Segmentation data:
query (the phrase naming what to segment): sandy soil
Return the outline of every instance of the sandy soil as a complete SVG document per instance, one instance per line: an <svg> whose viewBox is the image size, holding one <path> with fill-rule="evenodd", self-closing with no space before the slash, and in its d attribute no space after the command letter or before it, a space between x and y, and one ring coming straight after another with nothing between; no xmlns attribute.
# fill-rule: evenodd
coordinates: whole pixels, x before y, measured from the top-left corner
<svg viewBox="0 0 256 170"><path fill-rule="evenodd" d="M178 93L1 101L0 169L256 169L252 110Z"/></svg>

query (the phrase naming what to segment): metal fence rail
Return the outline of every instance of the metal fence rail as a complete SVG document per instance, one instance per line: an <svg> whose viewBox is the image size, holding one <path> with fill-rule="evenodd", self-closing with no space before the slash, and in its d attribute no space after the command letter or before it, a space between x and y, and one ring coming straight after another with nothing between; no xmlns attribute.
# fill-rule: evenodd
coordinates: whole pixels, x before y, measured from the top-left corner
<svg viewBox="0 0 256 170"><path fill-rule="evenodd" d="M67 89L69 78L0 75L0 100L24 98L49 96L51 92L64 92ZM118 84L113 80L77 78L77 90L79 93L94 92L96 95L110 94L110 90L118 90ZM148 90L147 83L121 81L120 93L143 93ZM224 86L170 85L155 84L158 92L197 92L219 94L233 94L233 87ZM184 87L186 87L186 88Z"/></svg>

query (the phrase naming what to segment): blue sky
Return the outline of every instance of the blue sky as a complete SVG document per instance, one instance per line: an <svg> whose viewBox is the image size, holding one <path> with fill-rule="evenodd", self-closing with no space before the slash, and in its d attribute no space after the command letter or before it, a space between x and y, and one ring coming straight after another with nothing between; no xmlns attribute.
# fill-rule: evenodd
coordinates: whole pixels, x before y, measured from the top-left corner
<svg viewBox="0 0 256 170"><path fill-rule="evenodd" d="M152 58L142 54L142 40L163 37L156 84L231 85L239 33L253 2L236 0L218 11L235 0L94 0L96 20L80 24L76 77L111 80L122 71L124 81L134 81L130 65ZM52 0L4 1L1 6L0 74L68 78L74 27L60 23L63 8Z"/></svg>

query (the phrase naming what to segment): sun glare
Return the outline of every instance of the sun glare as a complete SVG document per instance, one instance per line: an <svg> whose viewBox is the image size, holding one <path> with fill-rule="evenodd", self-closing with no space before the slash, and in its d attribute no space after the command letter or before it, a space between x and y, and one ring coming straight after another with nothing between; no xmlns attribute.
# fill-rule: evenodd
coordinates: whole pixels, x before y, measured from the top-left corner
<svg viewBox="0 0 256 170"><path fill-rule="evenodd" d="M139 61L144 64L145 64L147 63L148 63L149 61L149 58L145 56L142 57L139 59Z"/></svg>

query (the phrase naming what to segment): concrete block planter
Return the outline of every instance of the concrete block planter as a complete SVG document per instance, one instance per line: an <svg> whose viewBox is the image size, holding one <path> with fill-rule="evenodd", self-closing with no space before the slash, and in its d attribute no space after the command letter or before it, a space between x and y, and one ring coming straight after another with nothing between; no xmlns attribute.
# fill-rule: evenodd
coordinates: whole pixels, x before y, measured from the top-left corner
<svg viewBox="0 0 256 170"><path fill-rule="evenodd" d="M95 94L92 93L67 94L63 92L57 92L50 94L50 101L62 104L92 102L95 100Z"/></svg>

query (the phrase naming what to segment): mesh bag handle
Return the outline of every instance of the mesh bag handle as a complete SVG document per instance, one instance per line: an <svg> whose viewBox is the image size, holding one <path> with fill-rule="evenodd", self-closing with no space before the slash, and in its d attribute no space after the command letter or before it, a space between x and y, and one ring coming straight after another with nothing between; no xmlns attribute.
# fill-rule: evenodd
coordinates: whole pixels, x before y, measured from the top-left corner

- SHORT EXERCISE
Arrange these lines as a Markdown table with a "Row" column numbering each line and a "Line" column holding its text, leaving out the blank lines.

- ANSWER FOR THIS EXERCISE
| Row | Line |
|---|---|
| 1 | query (the phrase naming what to segment): sandy soil |
| 2 | Return the outline of every instance of the sandy soil as a complete SVG document per instance, one instance per line: an <svg> whose viewBox is the image size, holding one <path> with fill-rule="evenodd", self-closing with no space before the slash, and in its d attribute no space after the command letter or before it, a space between x and y, and one ring coming straight after another with nothing between; no xmlns attribute. |
| 3 | # fill-rule: evenodd |
| 4 | coordinates: whole pixels, x before y, measured from the top-left corner |
| 5 | <svg viewBox="0 0 256 170"><path fill-rule="evenodd" d="M178 93L1 101L0 169L256 169L252 110Z"/></svg> |
| 6 | query (the phrase naming what to segment): metal fence rail |
| 7 | Return the outline of every instance of the metal fence rail as a complete SVG document per instance, one instance per line: an <svg> whose viewBox is the image size, holding one <path> with fill-rule="evenodd", self-closing with no space before the slash, and in its d attribute no space after the command letter or before it, a space between x and y, and one ring coming straight after another with nothing between; no xmlns attribute. |
| 8 | # fill-rule: evenodd |
| 9 | coordinates: whole pixels, x before y, measured from the top-left corner |
| 10 | <svg viewBox="0 0 256 170"><path fill-rule="evenodd" d="M67 89L69 78L0 75L0 100L24 98L49 96L51 92L64 92ZM118 84L113 80L77 78L77 90L79 93L94 92L96 95L110 94L110 90L118 90ZM148 90L147 83L121 81L120 93L143 93ZM224 86L170 85L155 84L158 92L197 92L219 94L233 94L233 87ZM184 87L186 87L186 88Z"/></svg> |
| 11 | query (the phrase naming what to segment): blue sky |
| 12 | Return the outline of every instance of the blue sky as a complete SVG document per instance, one instance per line: an <svg> whose viewBox is the image size, holding one <path> with fill-rule="evenodd", self-closing with no space before the slash, and in its d attribute no space after the command letter or before it, a space between x and y, and one ring coming straight after another with nothing between; no xmlns attribute. |
| 13 | # fill-rule: evenodd |
| 14 | coordinates: whole pixels, x before y, measured from the top-left corner |
| 15 | <svg viewBox="0 0 256 170"><path fill-rule="evenodd" d="M152 58L142 54L142 40L163 37L156 84L231 85L239 33L253 2L236 0L218 11L235 0L94 0L96 20L80 24L76 77L111 80L122 71L124 81L134 81L130 65ZM52 0L4 1L1 6L0 74L68 78L74 27L60 23L63 8Z"/></svg> |
| 16 | query (the phrase naming what to segment): sun glare |
| 17 | Return the outline of every instance of the sun glare as a complete SVG document per instance, one instance per line: an <svg> whose viewBox is the image size, holding one <path> with fill-rule="evenodd", self-closing with no space before the slash, and in its d attribute no space after the command letter or before it, a space between x and y, and one ring coming straight after another with nothing between; no xmlns attribute. |
| 18 | # fill-rule: evenodd |
| 19 | coordinates: whole pixels, x before y, measured from the top-left corner |
| 20 | <svg viewBox="0 0 256 170"><path fill-rule="evenodd" d="M139 61L144 64L145 64L147 63L148 63L149 61L149 58L145 56L142 57L139 59Z"/></svg> |
| 21 | query (the phrase naming what to segment): concrete block planter |
| 22 | Return the outline of every instance of the concrete block planter as a complete SVG document per instance, one instance per line: an <svg> whose viewBox is the image size, holding one <path> with fill-rule="evenodd", self-closing with no space before the slash, and in its d attribute no space after the command letter or before it, a space between x and y, and one ring coming straight after another with nothing between; no xmlns attribute. |
| 23 | # fill-rule: evenodd |
| 24 | coordinates: whole pixels, x before y, measured from the top-left corner |
| 25 | <svg viewBox="0 0 256 170"><path fill-rule="evenodd" d="M95 94L92 93L67 94L63 92L57 92L50 94L50 101L62 104L92 102L95 100Z"/></svg> |
| 26 | query (the phrase naming what to segment): mesh bag handle |
| 27 | Return the outline of every instance of the mesh bag handle as a complete SVG document per instance, one instance per line: an <svg> whose viewBox is the image size, holding one <path> with fill-rule="evenodd", self-closing with no space before the slash, and in its d attribute no space after the command letter or before it, a space between x and y, and one ring coming straight after another with nothing between; no xmlns attribute. |
| 28 | # fill-rule: evenodd |
| 29 | coordinates: whole pixels, x before y, measured from the top-left corner |